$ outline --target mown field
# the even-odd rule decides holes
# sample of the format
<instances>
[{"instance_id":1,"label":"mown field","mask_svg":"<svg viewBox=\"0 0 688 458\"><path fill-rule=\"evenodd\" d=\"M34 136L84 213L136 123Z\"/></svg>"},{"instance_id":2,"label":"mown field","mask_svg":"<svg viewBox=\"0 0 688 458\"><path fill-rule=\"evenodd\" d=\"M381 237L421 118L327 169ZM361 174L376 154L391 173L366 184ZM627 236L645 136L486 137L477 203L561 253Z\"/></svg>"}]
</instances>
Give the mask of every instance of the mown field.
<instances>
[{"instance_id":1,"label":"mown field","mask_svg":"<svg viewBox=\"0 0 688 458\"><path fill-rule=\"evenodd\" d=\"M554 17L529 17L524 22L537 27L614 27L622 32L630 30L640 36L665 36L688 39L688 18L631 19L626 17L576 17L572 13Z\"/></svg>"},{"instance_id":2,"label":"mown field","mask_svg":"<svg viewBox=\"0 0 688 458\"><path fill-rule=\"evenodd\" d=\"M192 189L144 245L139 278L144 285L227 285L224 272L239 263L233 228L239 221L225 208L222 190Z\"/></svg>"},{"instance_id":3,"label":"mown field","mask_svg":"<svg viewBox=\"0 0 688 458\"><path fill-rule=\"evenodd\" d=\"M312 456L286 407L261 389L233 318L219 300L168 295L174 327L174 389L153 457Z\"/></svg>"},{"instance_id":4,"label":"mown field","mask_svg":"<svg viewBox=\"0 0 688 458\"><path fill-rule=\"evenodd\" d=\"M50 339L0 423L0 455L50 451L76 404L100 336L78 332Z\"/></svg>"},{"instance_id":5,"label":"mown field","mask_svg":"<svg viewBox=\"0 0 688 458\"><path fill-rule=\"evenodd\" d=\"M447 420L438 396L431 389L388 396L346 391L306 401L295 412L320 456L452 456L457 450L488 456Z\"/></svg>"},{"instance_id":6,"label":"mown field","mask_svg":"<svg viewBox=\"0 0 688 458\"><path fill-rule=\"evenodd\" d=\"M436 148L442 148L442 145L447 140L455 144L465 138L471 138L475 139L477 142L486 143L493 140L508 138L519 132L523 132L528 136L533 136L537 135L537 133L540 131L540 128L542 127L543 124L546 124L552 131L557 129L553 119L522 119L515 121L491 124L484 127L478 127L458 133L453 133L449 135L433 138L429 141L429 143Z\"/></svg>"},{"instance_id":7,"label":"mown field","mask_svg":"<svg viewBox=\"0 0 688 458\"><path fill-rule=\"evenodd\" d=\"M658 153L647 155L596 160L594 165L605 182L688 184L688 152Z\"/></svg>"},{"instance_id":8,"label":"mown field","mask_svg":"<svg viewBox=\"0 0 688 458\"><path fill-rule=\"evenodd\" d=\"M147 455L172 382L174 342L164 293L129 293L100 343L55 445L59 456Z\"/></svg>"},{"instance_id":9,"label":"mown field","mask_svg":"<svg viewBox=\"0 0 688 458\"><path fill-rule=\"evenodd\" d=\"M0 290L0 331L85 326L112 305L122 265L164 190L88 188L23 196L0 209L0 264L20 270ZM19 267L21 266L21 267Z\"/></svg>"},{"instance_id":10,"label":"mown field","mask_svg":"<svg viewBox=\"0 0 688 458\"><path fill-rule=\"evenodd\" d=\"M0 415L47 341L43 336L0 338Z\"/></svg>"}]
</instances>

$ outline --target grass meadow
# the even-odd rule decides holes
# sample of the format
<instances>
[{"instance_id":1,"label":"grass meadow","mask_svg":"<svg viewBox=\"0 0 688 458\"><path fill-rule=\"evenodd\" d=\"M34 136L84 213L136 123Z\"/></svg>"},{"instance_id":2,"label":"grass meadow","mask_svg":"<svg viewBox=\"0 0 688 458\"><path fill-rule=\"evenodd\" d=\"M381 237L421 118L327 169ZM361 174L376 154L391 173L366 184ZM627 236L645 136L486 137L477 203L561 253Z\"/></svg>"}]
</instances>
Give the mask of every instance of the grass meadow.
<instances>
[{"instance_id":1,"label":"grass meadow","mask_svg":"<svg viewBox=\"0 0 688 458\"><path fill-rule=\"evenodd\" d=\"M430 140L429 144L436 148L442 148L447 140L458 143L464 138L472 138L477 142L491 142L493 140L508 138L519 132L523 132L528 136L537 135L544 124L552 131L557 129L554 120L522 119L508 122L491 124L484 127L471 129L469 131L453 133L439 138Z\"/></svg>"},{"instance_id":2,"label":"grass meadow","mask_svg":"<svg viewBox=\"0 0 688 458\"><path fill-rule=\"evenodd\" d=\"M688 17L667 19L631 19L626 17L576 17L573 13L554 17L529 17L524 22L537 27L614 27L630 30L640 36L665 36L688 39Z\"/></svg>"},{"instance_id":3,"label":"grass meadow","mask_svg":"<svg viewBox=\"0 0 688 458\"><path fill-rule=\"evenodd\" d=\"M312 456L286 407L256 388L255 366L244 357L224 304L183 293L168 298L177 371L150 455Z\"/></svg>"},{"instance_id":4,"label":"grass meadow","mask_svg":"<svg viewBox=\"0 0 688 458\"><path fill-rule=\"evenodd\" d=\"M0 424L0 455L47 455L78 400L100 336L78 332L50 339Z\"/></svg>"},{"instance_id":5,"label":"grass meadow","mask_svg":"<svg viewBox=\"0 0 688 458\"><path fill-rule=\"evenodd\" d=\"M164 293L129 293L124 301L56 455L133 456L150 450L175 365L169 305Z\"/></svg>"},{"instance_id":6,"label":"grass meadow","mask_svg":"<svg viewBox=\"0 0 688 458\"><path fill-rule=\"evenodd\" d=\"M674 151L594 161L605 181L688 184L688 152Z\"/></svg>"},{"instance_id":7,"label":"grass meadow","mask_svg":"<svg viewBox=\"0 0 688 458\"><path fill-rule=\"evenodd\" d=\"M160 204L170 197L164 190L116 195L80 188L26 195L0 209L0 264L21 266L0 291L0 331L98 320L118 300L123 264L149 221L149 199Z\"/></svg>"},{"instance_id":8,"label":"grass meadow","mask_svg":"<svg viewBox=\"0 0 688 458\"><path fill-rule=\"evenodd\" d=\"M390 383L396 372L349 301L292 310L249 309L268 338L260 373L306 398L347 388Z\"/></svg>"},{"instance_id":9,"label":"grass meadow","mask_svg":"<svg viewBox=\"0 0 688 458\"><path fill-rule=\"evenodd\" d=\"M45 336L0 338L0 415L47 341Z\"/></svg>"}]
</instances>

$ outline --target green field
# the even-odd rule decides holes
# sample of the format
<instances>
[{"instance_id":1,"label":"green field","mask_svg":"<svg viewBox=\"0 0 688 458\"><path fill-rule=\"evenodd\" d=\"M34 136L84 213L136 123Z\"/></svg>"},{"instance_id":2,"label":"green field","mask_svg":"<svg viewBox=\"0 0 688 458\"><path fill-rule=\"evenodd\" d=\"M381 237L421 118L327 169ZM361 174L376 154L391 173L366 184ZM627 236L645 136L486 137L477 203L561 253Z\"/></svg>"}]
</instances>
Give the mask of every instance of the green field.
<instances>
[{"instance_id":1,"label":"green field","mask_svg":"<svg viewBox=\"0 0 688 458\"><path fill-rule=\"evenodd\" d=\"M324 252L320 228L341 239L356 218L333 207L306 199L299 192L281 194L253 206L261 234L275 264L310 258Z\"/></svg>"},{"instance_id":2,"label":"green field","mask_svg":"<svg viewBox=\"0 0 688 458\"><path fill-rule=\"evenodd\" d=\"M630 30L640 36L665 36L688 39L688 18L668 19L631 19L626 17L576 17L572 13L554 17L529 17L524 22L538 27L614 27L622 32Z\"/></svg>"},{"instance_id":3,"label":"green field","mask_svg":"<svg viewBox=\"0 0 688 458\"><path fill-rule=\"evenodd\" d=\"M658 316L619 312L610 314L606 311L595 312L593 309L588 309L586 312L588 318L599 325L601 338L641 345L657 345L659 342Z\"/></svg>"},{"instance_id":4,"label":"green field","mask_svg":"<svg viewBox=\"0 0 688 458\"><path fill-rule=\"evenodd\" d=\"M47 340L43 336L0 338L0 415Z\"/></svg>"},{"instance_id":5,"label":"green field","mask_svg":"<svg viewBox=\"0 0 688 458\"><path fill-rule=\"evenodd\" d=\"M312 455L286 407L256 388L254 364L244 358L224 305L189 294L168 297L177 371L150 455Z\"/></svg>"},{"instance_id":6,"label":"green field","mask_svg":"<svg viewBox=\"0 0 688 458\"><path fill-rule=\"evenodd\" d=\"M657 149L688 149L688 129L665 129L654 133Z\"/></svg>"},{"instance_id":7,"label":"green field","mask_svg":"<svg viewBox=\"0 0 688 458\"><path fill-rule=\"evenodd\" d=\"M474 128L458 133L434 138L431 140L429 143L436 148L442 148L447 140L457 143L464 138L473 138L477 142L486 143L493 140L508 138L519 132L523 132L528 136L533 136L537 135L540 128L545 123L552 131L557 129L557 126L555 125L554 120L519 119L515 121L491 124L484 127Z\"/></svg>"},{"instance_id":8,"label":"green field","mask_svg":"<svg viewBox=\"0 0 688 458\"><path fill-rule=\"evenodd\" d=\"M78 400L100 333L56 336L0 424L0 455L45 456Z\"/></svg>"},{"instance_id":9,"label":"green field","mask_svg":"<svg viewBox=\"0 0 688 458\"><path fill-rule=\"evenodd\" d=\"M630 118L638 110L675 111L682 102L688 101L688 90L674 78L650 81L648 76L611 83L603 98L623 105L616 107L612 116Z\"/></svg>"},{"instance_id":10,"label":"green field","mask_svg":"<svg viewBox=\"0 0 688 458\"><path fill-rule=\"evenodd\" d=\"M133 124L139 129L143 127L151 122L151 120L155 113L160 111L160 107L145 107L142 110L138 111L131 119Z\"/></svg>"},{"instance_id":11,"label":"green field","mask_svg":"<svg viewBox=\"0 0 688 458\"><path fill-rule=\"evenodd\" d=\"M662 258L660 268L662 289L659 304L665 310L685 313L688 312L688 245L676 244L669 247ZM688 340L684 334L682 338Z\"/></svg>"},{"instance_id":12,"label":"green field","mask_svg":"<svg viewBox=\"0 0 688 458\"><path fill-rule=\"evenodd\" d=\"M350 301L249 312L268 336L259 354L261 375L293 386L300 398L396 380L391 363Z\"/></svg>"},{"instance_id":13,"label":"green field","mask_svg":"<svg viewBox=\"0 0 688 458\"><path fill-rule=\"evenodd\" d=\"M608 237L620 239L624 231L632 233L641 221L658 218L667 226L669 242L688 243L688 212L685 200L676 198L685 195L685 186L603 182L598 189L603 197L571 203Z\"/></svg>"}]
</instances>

===

TASK BRIEF
Count the lines in the rows above that contain the string "outline", and reply with the number alone.

WRITTEN ANSWER
3